#### [SHORT PROBLEM]
Render the stretch of the items below that opens with the line containing "Objective — one marker per instance of the wristband" and closes with the line containing "Query: player's back" as a numbered list, one line per number, with blank lines omitted. List only those lines, both ends included.

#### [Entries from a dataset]
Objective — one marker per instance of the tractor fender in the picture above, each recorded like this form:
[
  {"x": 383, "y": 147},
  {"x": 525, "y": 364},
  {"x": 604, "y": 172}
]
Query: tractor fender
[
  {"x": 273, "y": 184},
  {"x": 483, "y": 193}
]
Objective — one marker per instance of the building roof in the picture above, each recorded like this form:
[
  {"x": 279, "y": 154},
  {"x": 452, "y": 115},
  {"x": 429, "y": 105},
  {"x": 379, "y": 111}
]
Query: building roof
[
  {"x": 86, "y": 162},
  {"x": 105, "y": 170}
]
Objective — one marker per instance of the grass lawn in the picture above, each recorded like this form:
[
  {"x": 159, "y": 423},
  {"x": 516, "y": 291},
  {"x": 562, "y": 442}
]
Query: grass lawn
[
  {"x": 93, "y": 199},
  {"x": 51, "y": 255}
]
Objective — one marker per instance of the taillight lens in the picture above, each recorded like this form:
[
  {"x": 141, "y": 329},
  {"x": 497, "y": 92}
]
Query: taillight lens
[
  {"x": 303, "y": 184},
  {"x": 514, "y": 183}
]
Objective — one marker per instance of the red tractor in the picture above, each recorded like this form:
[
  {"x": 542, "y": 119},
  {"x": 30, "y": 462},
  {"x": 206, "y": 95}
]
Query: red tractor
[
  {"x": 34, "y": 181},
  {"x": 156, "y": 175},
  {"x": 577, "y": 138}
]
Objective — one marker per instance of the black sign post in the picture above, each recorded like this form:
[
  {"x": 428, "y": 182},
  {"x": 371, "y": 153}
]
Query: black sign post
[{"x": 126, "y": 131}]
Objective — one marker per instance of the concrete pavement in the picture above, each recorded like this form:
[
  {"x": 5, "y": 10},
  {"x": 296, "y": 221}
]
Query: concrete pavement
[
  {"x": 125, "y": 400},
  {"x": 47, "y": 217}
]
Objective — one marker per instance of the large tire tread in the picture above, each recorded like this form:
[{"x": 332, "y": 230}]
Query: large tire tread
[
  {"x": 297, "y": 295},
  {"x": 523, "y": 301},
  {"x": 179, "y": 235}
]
...
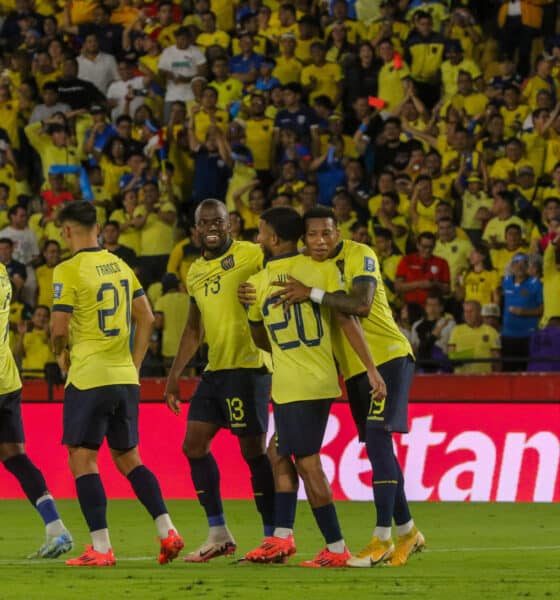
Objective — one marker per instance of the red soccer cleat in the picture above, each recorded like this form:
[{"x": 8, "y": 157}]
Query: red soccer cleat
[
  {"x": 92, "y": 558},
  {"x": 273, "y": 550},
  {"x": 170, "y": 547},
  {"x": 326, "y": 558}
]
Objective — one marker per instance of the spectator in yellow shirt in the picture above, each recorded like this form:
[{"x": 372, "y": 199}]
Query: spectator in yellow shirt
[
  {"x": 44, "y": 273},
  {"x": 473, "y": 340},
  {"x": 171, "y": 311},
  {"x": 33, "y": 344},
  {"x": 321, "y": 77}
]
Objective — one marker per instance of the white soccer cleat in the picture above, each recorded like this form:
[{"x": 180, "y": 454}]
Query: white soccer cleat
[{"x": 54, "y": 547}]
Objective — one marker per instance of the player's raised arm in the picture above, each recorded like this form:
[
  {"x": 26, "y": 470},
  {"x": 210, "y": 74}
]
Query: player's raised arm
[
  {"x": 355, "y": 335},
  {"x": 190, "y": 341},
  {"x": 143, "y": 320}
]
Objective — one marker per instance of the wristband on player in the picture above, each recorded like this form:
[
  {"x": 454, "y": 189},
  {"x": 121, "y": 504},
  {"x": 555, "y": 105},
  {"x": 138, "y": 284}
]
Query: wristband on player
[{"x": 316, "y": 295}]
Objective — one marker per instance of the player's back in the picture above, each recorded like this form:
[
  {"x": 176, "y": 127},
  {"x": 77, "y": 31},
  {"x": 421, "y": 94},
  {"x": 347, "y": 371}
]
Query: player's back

#### [ANSWER BELOW]
1. Objective — one marker per instance of the wristband on player in the picture above, each recorded like this form:
2. [
3.   {"x": 454, "y": 189},
4.   {"x": 121, "y": 504},
5.   {"x": 555, "y": 105},
6.   {"x": 138, "y": 284}
7. ]
8. Query: wristband on player
9. [{"x": 316, "y": 295}]
10. Objective — one marker per instance of the player's back in the picture above, each recorded like this form:
11. [
12.   {"x": 176, "y": 127},
13.   {"x": 77, "y": 31},
14.   {"x": 421, "y": 94},
15.   {"x": 347, "y": 371}
16. ]
17. Query: player's back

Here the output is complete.